(Dataset entries)
_ _ _ _ _ _ _
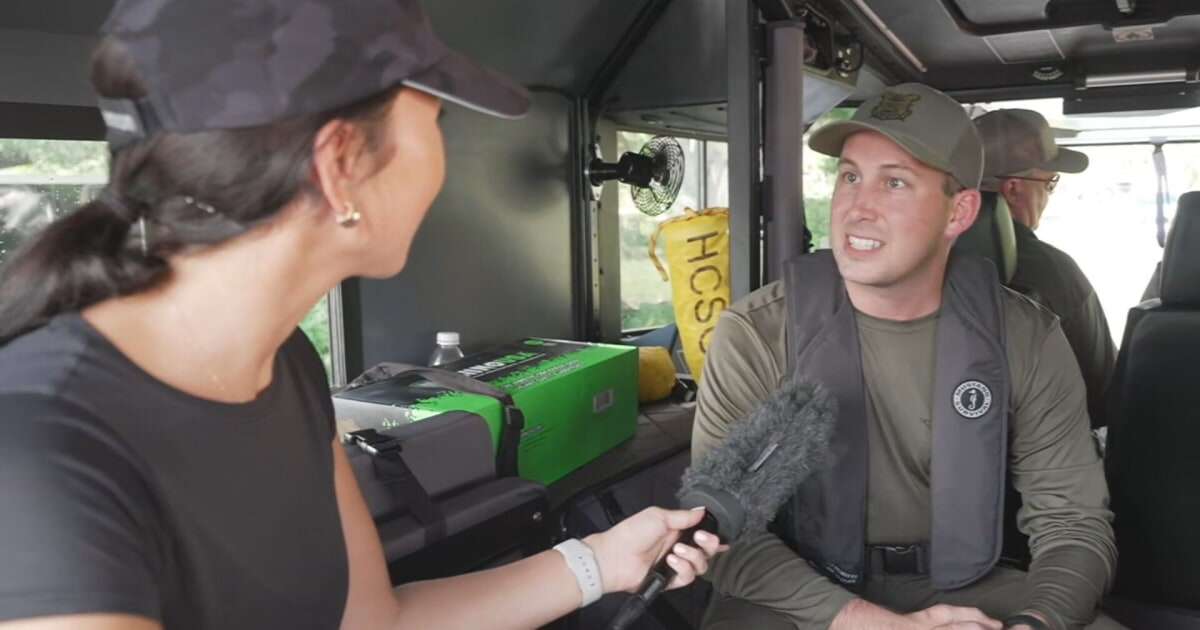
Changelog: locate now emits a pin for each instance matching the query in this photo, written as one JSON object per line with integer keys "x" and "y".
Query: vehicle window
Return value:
{"x": 645, "y": 297}
{"x": 820, "y": 174}
{"x": 43, "y": 180}
{"x": 1104, "y": 217}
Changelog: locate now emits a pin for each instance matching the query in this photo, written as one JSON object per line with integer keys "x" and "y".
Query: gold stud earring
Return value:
{"x": 351, "y": 217}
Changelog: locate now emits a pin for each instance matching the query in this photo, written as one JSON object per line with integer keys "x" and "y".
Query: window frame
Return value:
{"x": 40, "y": 121}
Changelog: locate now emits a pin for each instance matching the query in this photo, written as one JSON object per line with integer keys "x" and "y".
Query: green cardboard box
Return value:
{"x": 580, "y": 400}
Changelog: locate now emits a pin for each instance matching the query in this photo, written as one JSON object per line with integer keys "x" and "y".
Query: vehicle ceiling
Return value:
{"x": 979, "y": 45}
{"x": 964, "y": 43}
{"x": 556, "y": 45}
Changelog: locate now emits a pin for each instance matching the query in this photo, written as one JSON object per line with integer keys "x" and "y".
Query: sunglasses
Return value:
{"x": 1050, "y": 184}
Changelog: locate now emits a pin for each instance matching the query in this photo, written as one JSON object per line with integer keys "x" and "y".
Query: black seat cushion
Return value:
{"x": 993, "y": 237}
{"x": 1153, "y": 447}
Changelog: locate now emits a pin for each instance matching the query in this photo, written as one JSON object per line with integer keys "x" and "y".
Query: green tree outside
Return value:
{"x": 316, "y": 328}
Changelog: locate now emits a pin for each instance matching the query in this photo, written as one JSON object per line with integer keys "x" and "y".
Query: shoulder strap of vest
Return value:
{"x": 825, "y": 522}
{"x": 970, "y": 442}
{"x": 814, "y": 292}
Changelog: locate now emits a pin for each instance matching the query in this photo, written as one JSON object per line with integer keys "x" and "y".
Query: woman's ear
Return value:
{"x": 337, "y": 161}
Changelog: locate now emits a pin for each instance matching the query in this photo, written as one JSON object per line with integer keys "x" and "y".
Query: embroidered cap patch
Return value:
{"x": 894, "y": 106}
{"x": 972, "y": 399}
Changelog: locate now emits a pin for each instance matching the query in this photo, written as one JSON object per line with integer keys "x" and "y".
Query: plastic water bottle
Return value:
{"x": 448, "y": 349}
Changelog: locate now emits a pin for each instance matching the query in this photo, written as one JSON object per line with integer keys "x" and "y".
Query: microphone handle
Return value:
{"x": 659, "y": 577}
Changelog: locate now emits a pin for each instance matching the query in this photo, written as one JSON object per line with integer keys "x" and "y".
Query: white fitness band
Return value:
{"x": 582, "y": 562}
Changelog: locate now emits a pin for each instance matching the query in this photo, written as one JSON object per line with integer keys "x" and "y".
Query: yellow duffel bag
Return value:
{"x": 697, "y": 247}
{"x": 655, "y": 373}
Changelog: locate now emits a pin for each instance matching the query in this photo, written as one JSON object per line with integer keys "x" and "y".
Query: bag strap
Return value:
{"x": 393, "y": 472}
{"x": 513, "y": 421}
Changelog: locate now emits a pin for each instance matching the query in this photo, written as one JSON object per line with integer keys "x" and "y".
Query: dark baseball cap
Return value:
{"x": 1019, "y": 141}
{"x": 929, "y": 125}
{"x": 249, "y": 63}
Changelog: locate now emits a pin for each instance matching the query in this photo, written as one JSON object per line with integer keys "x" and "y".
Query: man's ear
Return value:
{"x": 337, "y": 154}
{"x": 964, "y": 211}
{"x": 1011, "y": 191}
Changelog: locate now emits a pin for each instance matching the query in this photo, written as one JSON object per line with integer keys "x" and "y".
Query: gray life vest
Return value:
{"x": 826, "y": 521}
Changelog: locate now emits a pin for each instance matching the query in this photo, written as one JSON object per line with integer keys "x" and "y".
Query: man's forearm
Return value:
{"x": 862, "y": 615}
{"x": 1066, "y": 586}
{"x": 767, "y": 573}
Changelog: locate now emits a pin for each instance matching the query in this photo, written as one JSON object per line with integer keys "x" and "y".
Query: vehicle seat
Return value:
{"x": 993, "y": 237}
{"x": 1153, "y": 447}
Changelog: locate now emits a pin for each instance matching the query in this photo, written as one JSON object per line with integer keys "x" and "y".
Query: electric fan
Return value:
{"x": 654, "y": 174}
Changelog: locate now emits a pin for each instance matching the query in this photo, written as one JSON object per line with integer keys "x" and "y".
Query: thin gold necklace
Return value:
{"x": 213, "y": 376}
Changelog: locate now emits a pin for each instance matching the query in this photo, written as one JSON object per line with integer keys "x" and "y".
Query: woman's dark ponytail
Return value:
{"x": 78, "y": 261}
{"x": 169, "y": 192}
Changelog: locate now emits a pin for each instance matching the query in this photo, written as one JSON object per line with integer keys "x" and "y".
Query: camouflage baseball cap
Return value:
{"x": 931, "y": 126}
{"x": 247, "y": 63}
{"x": 1018, "y": 141}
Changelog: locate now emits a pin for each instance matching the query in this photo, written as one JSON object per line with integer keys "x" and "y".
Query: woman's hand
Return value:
{"x": 627, "y": 552}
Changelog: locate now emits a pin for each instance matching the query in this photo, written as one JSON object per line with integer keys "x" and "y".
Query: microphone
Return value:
{"x": 744, "y": 481}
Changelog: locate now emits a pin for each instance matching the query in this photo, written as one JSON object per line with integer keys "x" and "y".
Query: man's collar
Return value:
_ _ _ _ _ _ _
→ **Prompt**
Write every record out again exactly; no pictures belong in the copy.

→ **Exercise result**
Changelog: locate now emits a pin for each instance matching the query in this photo, written as one JSON object per line with integer keys "x" and "y".
Query: vehicle window
Return value:
{"x": 645, "y": 297}
{"x": 820, "y": 174}
{"x": 43, "y": 180}
{"x": 1104, "y": 217}
Changelog: locate now emits a pin for each instance matching the query in this photo, written as one JSON object per line with integer keys "x" and "y".
Query: gold stud earring
Return value:
{"x": 351, "y": 217}
Changelog: locate now emits a pin for each instance matching the query in this photo, written as one JSON object per line with integer keys "x" and "y".
Query: window frame
Return value:
{"x": 40, "y": 121}
Changelog: locate now emits a pin for each instance matching the query in this photo, written as one JSON object per line with integer keys "x" and "y".
Query: green cardboard box
Return value:
{"x": 580, "y": 400}
Changelog: locate now emits a pin for each instance matching the query in this photo, written as one JSON object per line with integer keys "x" and "y".
Query: vehicle ceiling
Return value:
{"x": 979, "y": 45}
{"x": 964, "y": 43}
{"x": 556, "y": 45}
Changelog: locate now emits a pin for each instance matching the query in this photo, written as one JSON object per line with integer keys "x" and "y".
Query: sunglasses
Return value:
{"x": 1050, "y": 184}
Changelog: locate now emits a pin for each instance matching the query in this photo, written as one JSON object per line with integer keys "x" and "y".
Query: black seat cushion
Return value:
{"x": 993, "y": 237}
{"x": 1153, "y": 447}
Changelog: locate now emits a pin for each instance matching the query in this photo, written as one JSON object per line with integer keys "x" and "y".
Query: green tree outside
Return value:
{"x": 316, "y": 328}
Changelog: locate now emits a pin for each instance matching the query in this photo, written as one JSON object per line with integer keys "x" and "y".
Query: shoulder strap of vest
Return value:
{"x": 825, "y": 522}
{"x": 970, "y": 442}
{"x": 814, "y": 292}
Changelog: locate now emits a pin for each instance matching the query in this photo, written as one JSON object per line with integer keys "x" and "y".
Query: woman's ear
Return value:
{"x": 337, "y": 161}
Changelog: locate now emits a pin for each instance matching the query in this photo, written as one JSON object per line with integer keys "x" and "y".
Query: embroidered cap patch
Return value:
{"x": 894, "y": 106}
{"x": 972, "y": 399}
Changelog: locate now emits a pin for each instance matching the query in this photo, written as one JSON object per line with integer keys "x" and "y".
Query: plastic water bottle
Return value:
{"x": 448, "y": 349}
Changelog: locate now emits a pin for each instance matching the query in this photo, written as one JSON object per line with integer keys "x" and "y".
Query: microphone handle
Return value:
{"x": 659, "y": 577}
Changelog: locate now emits a pin for each instance matching the query in this photo, written as one JSON object per line with integer keys "x" and "y".
Query: white fitness band
Return value:
{"x": 582, "y": 562}
Changelog: locate now emits a pin for each instance matching the query in this photo, written as one JSON object per line with integer keys "x" and "y".
Query: yellow duffel bag
Return value:
{"x": 697, "y": 247}
{"x": 655, "y": 373}
Changelog: locate now emits a pin for each instance matching the query in this photo, written as one JSON object per line with integer keys "x" and "y".
Query: bag strap
Return value:
{"x": 393, "y": 472}
{"x": 513, "y": 421}
Changelog: locate now emits a pin for each instance matching the query in this photo, written as one JSON object per line with integer keys "x" and "y".
Query: dark baseball cap
Return value:
{"x": 1019, "y": 141}
{"x": 929, "y": 125}
{"x": 249, "y": 63}
Changelog: locate now emits a pin for each instance matching the query in this photo, written as one JSON object per line with integer keys "x" and "y".
Query: man's ear
Return value:
{"x": 337, "y": 154}
{"x": 964, "y": 211}
{"x": 1011, "y": 191}
Changelog: locate now emits a pin for each instance matching the query in this photo, written as one JSON object per line with integer keys "x" and "y".
Query: gray life vest
Return value:
{"x": 826, "y": 521}
Changelog: locate now emits a pin for each instance matching the query in this photo, written as one JSON object per line with integer keys "x" and "y".
Query: man's forearm
Return value:
{"x": 862, "y": 615}
{"x": 1066, "y": 586}
{"x": 767, "y": 573}
Changelog: locate now emits a pin for each instance matching the query in this photo, written as one JSON object per line with integer keys "x" and "y".
Query: vehicle seat
Return value:
{"x": 993, "y": 237}
{"x": 1153, "y": 447}
Changelog: locate now emits a pin for each instance matching the query in this photo, written as one JSON object per line with integer keys "x" and "y".
Query: electric fan
Return value:
{"x": 654, "y": 174}
Changelog: locate now emits a pin for each instance matching the query in this photo, written as one JSON object per line with integer keys "x" and "y".
Query: thin gold necklace
Return value:
{"x": 213, "y": 376}
Changelog: locate now emits a pin for each instance matching the query in this photo, written as one JSON object per line with integer keys "x" and "y".
Query: woman's dark ponytail
Return value:
{"x": 78, "y": 261}
{"x": 169, "y": 192}
Changelog: locate now emits a pin for each instance matching the query in this photo, written as one JSON object per line with integer keys "x" and "y".
Query: camouflage baseball cap
Return value:
{"x": 931, "y": 126}
{"x": 247, "y": 63}
{"x": 1018, "y": 141}
Changelog: locate now emits a pin for each instance matching the query in this photo, written as one JSON object per line with integer keys "x" and "y".
Query: woman's hand
Return value:
{"x": 627, "y": 552}
Changelog: locate now emits a pin for each instance matching the query in this photo, written as one JSON object per line with integer keys "x" and "y".
Query: microphone
Return value:
{"x": 744, "y": 481}
Changelog: locate now emits a pin for each instance matching the query in this photo, written as one JSON object per line with integer keys "x" and "y".
Query: man's collar
Return value:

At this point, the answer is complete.